Saving tensor models were tricky to accomplish but clearly useful when a user wants to train models and have that model persist. These browser storage APIs were very helpful in accomplishing that goal.

Google text-to-voice functionality

translations

Audio data is binary data. You can read the binary data directly from a gRPC response; however, JSON is used when responding to a REST request. Because JSON is a text format that does not directly support binary data, Text-to-Speech returns a response string encoded in Base64. You must convert the base64-encoded text data from the response to binary before you can play it on a device.

JSON responses from the Text-to-Speech include base64-encoded audio content in the audioContent field. For example:

{
  "audioContent": "//NExAARqoIIAAhEuWAAAGNmBGMY4EBcxvABAXBPmPIAF//yAuh9Tn5CEap3/o..."
}

in the response body:

{
  "audioContent": string,
  "timepoints": [
    {
      object (Timepoint)
    }
  ],
  "audioConfig": {
    object (AudioConfig)
  }
}

so it returns base64 and we need to convert to wav file to use the https://developer.mozilla.org/en-US/docs/Web/API/HTMLAudioElement/Audio

the request body also offers a lot of customizable options and Google supports over 100 voices...

I wanted to stall spamming the voice button and used a timeout as a work around, but that created memory leaks in the useEffect for translation. So I used sessionStorage to memoize base64 encoding for repeat button clicks. IndexedDB can store audio, but I think this solution is adequate for now with short audio clips. Session Storage can store about 4 million characters and gets cleared on browser/tab exit. As of now, I'll use session storage as a cache for both translations and for base64 encoded strings for audio.

§ Information given:
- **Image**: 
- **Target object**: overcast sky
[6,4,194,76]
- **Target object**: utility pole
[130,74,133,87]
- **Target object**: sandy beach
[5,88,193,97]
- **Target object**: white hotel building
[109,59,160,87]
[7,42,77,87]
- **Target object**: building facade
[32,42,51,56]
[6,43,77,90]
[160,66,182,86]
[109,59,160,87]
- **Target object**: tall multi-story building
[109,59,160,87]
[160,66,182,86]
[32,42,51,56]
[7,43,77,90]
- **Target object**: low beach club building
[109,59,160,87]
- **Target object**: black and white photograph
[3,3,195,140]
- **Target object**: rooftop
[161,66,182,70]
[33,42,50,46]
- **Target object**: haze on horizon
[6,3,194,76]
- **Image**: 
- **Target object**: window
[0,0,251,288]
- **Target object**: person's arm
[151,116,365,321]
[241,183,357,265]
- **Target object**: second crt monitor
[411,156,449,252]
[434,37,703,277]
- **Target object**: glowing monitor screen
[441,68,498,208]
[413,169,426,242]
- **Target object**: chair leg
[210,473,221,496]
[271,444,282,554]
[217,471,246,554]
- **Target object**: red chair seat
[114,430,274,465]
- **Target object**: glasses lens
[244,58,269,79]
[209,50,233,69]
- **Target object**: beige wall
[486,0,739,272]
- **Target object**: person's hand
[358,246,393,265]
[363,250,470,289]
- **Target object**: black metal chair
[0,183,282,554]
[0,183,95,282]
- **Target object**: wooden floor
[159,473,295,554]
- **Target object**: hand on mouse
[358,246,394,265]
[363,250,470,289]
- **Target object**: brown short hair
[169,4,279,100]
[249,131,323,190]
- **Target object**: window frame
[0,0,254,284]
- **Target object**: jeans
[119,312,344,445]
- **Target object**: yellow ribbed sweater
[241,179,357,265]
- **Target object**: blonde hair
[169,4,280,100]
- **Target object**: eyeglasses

§ The problem:
In the text-to-speech notes, how many characters can session storage hold?

§ Exercise response:
About 4 million characters.